▸ Short task: How many lines in the data below contain the word "tower"? Reply with the number alone.
>>
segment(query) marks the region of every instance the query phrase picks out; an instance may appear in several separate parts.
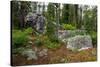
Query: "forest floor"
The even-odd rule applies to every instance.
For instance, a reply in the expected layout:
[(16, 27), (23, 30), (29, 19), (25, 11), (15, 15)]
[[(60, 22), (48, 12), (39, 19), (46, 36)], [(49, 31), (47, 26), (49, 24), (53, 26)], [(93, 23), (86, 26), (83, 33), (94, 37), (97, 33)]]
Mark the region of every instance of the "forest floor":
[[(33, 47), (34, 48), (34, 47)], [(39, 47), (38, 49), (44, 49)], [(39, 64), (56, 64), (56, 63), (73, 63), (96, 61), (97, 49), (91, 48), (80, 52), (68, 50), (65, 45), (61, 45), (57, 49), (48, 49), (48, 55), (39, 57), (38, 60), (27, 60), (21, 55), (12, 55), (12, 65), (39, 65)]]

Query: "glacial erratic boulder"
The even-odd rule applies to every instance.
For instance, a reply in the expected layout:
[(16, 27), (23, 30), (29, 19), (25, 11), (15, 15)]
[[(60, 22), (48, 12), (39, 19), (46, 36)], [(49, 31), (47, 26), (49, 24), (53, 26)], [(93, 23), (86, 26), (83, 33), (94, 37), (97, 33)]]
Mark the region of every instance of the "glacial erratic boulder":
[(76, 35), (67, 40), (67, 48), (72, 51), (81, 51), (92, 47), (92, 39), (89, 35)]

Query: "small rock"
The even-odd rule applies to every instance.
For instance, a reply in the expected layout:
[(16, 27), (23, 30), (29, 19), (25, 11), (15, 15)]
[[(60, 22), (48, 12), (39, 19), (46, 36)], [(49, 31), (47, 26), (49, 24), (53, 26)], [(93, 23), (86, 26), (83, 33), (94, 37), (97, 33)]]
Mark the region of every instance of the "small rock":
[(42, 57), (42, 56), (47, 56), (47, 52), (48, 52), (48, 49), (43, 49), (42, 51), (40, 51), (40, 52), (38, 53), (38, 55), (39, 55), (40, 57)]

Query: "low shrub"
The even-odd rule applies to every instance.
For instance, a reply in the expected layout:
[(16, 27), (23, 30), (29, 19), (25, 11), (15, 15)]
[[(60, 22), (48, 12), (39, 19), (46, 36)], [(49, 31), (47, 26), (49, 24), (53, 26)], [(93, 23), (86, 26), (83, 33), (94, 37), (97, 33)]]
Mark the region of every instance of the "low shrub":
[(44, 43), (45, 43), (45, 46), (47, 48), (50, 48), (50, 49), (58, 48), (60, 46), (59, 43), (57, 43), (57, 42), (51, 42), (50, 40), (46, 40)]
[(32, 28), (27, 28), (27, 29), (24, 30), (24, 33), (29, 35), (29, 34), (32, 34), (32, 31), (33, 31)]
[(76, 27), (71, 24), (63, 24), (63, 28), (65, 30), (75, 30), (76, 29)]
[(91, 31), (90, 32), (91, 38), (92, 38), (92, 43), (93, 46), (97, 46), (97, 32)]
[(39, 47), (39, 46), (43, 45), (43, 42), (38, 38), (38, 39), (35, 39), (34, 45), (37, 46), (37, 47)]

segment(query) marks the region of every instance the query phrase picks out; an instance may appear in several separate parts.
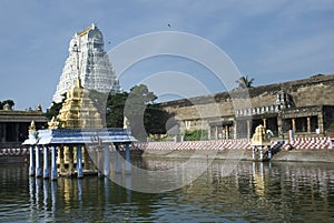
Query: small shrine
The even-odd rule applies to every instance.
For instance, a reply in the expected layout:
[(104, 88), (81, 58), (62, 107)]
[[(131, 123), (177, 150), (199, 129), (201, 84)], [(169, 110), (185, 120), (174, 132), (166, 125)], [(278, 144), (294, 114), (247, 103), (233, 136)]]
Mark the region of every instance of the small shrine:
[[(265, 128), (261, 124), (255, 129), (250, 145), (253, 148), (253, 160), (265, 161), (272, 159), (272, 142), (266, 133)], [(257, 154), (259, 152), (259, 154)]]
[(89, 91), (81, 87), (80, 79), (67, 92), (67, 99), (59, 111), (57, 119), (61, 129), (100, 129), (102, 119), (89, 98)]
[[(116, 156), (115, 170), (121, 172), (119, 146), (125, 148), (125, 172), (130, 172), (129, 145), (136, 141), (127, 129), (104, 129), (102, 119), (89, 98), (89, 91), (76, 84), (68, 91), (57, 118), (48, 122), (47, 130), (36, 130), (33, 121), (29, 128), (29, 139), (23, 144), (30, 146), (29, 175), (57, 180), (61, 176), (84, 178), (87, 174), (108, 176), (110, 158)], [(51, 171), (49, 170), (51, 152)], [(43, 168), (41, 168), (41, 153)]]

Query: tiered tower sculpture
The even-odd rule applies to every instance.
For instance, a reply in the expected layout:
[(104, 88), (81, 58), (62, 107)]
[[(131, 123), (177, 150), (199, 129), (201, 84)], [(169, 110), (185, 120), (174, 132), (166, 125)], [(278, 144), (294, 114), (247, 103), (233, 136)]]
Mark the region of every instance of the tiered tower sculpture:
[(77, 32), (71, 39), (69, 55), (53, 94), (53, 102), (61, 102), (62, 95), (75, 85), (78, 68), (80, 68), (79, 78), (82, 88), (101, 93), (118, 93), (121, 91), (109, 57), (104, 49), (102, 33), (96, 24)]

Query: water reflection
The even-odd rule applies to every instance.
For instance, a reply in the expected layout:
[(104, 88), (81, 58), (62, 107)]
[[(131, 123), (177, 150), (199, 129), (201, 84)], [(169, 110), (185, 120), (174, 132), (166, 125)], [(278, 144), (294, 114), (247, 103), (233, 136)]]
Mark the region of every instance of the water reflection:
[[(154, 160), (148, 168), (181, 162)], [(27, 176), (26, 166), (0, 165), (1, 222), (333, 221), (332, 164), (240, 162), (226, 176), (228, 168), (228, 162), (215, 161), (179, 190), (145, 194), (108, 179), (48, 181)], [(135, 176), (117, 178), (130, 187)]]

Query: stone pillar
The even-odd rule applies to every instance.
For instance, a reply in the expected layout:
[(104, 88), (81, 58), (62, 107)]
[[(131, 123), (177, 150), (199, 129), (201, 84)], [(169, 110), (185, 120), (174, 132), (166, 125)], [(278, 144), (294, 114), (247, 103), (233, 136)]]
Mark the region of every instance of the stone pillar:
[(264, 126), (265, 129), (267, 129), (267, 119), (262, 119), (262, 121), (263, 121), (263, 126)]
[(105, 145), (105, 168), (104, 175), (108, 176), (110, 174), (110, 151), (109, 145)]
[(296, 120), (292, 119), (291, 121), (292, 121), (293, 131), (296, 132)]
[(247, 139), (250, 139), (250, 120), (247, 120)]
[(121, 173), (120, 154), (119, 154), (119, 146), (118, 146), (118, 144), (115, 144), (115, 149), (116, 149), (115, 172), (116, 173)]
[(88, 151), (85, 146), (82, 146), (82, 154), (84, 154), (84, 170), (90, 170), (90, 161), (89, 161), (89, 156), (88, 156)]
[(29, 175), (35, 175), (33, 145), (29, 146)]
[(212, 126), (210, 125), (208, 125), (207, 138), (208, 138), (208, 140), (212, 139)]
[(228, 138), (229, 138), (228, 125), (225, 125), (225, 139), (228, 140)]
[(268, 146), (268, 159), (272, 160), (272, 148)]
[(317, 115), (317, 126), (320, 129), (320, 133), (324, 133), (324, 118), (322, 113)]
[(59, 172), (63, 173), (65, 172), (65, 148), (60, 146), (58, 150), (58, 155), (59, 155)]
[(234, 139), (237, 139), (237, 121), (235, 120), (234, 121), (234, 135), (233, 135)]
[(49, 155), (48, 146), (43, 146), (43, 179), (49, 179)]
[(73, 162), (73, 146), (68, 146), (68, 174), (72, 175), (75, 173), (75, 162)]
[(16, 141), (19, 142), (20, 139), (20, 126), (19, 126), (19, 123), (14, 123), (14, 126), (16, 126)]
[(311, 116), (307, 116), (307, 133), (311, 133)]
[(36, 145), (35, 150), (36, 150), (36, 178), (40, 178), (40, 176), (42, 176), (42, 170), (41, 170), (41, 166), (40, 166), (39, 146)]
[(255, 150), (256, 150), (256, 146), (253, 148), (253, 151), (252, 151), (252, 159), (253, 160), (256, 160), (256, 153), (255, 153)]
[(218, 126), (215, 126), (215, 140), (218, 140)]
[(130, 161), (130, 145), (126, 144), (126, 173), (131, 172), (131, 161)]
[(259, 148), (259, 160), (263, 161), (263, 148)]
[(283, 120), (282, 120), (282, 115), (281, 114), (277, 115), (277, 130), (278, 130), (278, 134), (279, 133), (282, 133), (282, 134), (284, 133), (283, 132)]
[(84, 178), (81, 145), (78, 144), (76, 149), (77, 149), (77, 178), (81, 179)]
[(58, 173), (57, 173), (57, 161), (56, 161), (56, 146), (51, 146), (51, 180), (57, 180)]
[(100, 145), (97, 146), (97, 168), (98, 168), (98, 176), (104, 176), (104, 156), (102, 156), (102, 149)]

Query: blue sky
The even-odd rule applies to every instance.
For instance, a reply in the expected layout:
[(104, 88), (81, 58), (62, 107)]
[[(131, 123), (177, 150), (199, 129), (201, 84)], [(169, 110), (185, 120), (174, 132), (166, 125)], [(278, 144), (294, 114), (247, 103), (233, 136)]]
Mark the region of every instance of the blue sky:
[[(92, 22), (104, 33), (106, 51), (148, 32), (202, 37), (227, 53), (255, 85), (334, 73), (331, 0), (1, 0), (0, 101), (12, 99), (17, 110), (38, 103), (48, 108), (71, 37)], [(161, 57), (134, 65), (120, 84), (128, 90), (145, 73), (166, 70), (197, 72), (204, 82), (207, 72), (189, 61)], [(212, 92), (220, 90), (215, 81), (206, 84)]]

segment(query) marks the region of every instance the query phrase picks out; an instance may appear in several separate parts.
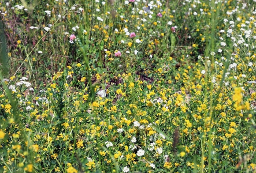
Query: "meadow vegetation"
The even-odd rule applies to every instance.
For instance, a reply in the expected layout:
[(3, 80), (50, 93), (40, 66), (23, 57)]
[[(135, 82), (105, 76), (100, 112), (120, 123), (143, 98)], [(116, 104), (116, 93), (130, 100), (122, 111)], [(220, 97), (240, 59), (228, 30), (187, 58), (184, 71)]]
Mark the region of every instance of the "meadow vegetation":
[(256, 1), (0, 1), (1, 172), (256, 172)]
<<
▸ Task solution: 2